Selection:
·····

One night, in our hotel lobby, we ran into a local congressman whose mother is the mayor of Zamboanga. He took us, along with his bodyguards, to a fiesta in a baranguay, a cross between a barrio and a village, where he was supposed to help host the talent contest. When we arrived, there were 2,000 to 3,000 people surrounding a stage in a mud plaza, which in turn was surrounded by shacks. On the stage, two men in drag were lip-synching pop tunes while dozens more waited their turn. The congressman called my colleagues up on the stage and introduced them to the crowd. Then we interviewed some of the performers. One who identified himself as Mariah Carey said that he definitely felt safer since the arrival of the U.S. special forces. Rumsfeld could have hoped for no more.

From Zamboanga, we flew to Cotabato in the middle of Mindanao. Here, our host drove us in a van with tinted windows and discouraged us from getting out anywhere people might see us. “We don’t want people to become interested,” he said. Cotabato is more unstable than Zamboanga, but we were also getting accustomed to things like eating in restaurants guarded by men with M-16s, while our fellow diners wore side arms. That’s just how life is.

Around Cotabato, the insurgent group is the 12,000-strong Moro Islamic Liberation Front, which has been fighting for decades for an independent homeland. The front has provided training bases for Jemaah Islamiah but has not been known to participate in action off Mindanao. One morning, a member of the liberation group came into Cotabato to meet us and direct us on mud roads to a village where the group’s political chief was meeting with community elders. He told us that because the group was fighting the Philippine military, it would take help from whomever offered it, citing Muslim groups and Middle East governments he declined to name. “But that doesn’t mean we are interested in ... fighting their fights,” he said.

It’s a distinction the U.S. State Department has recognized in not declaring the Moro Islamic Liberation Front a terrorist organization. Earlier this year, a flare-up in fighting between the group and the Philippine military produced tens of thousands of refugees. But since a cease-fire began this summer, the two sides are planning peace talks. A Philippine army general told us, “We recognize that poverty is the ultimate cause of insurgency.”

With that in mind, we visited the recently pacified outlying island of Basilan, albeit with six soldiers escorting us. There, a U.S. State Department program addresses some of the 40,000-plus members of an older guerrilla group, the Moro National Liberation Front. The aim is to transform some of them into seaweed farmers. At a seaside village, we embarked in small boats to inspect the seaweed crops. Eventually, as we bobbed along on tourist-perfect seas, a new feeling began to replace seasickness. It was hope.

·····

(Point labeling rows)
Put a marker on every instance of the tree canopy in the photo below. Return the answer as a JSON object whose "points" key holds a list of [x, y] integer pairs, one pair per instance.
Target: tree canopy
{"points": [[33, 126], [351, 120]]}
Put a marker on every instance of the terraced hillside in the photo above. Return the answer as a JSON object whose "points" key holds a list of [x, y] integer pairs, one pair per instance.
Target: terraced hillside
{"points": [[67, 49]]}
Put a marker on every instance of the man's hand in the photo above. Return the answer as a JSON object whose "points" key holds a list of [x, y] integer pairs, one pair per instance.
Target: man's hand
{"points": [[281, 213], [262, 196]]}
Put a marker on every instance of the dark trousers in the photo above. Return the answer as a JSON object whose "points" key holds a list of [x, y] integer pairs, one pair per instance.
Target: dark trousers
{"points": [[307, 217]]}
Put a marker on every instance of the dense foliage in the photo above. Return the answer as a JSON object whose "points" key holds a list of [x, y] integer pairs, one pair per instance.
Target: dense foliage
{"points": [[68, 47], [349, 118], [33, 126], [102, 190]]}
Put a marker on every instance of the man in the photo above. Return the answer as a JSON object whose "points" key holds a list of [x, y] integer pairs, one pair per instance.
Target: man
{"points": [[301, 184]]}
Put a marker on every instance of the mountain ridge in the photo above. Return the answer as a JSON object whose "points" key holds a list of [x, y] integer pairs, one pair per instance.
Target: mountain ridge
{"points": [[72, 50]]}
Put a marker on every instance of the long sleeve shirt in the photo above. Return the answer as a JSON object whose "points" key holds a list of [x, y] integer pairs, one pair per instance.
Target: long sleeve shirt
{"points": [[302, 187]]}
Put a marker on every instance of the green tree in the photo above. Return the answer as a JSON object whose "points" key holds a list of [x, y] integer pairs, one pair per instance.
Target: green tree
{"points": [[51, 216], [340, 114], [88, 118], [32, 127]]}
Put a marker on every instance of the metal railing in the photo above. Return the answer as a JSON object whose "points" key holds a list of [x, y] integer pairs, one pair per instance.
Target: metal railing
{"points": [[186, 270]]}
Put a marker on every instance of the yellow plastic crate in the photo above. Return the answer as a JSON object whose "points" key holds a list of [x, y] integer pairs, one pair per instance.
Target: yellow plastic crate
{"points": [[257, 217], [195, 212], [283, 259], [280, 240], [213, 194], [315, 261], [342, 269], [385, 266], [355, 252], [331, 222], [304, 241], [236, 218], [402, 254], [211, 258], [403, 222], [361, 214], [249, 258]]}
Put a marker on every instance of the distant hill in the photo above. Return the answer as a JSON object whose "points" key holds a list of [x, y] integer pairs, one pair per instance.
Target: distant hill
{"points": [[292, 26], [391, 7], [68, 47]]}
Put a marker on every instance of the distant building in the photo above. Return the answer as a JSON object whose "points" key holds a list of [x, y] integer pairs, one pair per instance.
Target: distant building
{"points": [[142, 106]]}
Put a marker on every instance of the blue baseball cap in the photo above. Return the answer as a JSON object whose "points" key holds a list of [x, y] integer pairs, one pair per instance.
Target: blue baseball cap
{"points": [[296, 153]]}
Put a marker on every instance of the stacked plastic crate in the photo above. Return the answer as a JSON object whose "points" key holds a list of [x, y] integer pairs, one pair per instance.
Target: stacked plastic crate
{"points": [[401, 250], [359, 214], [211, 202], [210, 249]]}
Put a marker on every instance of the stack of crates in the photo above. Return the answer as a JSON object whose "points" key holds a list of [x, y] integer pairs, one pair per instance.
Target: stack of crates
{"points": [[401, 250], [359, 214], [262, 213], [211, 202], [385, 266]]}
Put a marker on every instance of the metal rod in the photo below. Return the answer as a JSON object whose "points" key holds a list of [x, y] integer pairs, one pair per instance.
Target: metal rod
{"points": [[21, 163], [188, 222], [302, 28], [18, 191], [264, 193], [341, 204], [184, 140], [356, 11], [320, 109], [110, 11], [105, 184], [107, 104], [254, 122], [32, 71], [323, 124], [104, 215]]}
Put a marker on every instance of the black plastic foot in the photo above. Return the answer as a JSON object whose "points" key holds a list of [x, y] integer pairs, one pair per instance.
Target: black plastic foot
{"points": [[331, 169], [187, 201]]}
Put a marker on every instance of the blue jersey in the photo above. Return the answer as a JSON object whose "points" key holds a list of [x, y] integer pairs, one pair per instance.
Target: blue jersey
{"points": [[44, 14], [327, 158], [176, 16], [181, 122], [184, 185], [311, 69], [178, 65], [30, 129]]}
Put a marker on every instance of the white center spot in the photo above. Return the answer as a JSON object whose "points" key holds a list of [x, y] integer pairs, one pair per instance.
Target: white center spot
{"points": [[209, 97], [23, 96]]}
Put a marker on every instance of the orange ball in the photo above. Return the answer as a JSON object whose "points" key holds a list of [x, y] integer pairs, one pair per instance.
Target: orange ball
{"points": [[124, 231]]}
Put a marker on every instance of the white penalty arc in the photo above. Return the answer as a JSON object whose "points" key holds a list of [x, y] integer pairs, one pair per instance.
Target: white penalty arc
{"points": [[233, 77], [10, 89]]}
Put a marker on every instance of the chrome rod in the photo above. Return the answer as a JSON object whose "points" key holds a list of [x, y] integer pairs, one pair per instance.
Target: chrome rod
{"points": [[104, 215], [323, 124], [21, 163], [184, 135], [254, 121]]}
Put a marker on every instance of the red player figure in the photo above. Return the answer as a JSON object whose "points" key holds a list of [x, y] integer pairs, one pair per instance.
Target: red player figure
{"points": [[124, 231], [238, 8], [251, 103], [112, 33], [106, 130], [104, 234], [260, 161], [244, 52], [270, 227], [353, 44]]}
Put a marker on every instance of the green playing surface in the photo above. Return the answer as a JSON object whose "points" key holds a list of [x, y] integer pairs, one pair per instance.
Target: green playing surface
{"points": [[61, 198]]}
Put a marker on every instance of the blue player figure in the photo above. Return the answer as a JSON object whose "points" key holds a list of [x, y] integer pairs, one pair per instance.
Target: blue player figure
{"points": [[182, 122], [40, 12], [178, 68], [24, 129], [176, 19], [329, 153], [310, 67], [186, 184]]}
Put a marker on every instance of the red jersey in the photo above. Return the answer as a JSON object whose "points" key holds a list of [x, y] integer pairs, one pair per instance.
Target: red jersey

·····

Goal of the exercise:
Reproduce word for word the part of the Mindanao travel account starting at "One night, in" and ending at "for no more.".

Solution:
One night, in our hotel lobby, we ran into a local congressman whose mother is the mayor of Zamboanga. He took us, along with his bodyguards, to a fiesta in a baranguay, a cross between a barrio and a village, where he was supposed to help host the talent contest. When we arrived, there were 2,000 to 3,000 people surrounding a stage in a mud plaza, which in turn was surrounded by shacks. On the stage, two men in drag were lip-synching pop tunes while dozens more waited their turn. The congressman called my colleagues up on the stage and introduced them to the crowd. Then we interviewed some of the performers. One who identified himself as Mariah Carey said that he definitely felt safer since the arrival of the U.S. special forces. Rumsfeld could have hoped for no more.